(EXCERPTED DATA Opens)

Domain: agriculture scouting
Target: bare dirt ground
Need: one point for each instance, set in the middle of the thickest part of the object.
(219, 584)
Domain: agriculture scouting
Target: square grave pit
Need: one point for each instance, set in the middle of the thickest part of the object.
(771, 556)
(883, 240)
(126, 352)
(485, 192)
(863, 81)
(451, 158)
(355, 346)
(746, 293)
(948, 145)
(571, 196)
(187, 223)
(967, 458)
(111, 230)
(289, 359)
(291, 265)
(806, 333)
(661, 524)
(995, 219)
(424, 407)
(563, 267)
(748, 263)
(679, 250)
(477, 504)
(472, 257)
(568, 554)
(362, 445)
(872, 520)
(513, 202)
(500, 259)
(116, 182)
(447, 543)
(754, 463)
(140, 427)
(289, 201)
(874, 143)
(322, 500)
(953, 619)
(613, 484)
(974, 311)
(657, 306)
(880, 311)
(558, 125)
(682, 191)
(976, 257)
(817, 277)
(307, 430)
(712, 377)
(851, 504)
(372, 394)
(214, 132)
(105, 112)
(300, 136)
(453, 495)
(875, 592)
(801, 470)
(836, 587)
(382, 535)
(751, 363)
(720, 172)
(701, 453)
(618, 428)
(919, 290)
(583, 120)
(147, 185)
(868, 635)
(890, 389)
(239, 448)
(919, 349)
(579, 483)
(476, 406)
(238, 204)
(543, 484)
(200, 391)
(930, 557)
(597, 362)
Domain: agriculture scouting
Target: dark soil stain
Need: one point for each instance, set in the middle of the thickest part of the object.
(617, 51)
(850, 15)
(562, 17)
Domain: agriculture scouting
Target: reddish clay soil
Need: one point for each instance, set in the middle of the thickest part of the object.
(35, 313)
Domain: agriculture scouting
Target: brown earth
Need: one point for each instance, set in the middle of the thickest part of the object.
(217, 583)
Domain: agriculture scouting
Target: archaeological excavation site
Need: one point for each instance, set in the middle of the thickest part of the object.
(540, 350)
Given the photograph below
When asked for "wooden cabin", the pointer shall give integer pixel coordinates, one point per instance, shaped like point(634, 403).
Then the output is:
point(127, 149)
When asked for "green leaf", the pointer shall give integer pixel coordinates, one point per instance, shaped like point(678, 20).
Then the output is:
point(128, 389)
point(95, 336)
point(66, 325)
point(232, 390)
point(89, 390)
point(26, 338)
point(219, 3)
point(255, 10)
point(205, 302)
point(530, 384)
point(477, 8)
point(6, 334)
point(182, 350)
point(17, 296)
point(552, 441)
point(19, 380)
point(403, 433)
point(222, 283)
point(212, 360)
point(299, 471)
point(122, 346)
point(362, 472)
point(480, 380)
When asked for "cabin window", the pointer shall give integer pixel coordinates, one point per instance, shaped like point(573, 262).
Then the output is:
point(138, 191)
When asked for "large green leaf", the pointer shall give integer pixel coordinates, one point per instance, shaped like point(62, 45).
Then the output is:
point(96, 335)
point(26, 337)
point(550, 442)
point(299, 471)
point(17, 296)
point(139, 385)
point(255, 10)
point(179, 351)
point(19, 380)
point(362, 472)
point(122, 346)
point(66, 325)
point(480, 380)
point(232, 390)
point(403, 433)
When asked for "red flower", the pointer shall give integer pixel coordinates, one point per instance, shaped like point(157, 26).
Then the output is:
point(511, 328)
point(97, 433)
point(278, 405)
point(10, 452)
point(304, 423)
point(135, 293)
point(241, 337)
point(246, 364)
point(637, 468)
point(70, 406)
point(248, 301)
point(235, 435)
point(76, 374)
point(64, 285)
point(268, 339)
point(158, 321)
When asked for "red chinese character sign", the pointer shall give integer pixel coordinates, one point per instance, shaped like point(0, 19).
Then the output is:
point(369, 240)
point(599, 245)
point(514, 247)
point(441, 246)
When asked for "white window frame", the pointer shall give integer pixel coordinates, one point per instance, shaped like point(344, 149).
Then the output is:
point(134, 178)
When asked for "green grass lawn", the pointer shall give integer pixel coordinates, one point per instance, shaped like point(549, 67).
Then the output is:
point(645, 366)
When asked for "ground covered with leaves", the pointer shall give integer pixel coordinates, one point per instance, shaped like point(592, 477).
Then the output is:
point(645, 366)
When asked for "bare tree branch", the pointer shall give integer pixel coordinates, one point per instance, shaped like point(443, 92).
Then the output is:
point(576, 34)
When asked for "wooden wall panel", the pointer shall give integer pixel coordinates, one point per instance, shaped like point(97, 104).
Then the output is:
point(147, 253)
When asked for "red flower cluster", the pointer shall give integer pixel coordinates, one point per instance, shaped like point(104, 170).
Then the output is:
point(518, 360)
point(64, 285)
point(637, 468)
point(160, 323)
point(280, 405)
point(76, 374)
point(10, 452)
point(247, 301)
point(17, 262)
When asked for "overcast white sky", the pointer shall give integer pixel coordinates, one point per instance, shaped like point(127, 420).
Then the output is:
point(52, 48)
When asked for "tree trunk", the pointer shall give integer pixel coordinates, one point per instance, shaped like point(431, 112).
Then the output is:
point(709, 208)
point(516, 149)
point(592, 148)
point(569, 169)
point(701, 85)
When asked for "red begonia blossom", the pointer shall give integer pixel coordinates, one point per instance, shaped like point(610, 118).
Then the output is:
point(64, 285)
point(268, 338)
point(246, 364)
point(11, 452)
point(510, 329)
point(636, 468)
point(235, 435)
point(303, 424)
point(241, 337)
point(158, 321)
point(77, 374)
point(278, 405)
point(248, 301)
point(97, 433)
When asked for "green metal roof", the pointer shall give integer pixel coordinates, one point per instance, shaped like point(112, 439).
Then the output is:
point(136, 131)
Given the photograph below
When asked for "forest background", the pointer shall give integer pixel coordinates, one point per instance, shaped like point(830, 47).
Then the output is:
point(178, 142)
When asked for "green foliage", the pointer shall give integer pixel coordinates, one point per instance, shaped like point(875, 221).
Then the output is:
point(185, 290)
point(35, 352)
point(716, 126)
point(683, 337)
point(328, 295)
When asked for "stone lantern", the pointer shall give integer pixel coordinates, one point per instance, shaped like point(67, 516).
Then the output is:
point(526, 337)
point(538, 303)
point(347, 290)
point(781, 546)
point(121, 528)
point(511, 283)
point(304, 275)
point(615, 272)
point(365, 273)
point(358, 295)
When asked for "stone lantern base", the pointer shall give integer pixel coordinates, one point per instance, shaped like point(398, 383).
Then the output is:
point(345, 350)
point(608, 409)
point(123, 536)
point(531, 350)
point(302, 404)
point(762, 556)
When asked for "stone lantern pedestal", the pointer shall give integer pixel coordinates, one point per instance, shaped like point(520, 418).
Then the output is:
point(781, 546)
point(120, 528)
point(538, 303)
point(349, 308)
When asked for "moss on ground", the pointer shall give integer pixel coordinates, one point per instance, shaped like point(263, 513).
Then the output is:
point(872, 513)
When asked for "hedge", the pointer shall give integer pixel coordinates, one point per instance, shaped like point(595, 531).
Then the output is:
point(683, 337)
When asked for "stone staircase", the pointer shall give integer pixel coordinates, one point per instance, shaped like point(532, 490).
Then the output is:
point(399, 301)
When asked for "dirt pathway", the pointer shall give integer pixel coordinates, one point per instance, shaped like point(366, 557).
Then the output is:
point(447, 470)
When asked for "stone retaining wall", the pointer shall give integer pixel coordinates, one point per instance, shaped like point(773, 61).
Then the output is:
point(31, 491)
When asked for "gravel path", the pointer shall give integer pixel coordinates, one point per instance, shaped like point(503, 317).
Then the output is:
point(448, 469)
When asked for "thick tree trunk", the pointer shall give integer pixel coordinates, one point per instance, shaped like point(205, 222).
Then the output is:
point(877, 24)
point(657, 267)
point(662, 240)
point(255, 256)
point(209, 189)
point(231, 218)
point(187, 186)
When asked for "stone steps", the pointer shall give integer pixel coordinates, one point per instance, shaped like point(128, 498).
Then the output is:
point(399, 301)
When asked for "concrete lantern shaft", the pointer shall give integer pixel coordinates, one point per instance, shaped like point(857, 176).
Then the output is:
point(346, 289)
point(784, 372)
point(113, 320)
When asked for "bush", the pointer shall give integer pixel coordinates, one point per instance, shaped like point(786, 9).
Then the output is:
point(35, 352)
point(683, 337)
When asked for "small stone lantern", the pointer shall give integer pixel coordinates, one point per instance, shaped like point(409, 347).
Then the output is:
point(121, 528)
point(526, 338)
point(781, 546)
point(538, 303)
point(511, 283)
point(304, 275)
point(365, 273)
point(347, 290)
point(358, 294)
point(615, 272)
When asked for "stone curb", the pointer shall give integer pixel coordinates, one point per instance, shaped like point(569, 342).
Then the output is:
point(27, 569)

(EXCERPTED DATA Closes)

== AIM OF THE EXERCISE ==
From the very first line of the data through the line with "Target: square grave pit" in it, please reproduce each line exactly and output nothing more.

== OUTPUT FOR THIS TASK ==
Domain: agriculture scouting
Target: bare dirt ground
Need: one point for each instance, set in the middle of the thickest part of the object.
(219, 584)
Domain: agriculture scouting
Target: square grave pit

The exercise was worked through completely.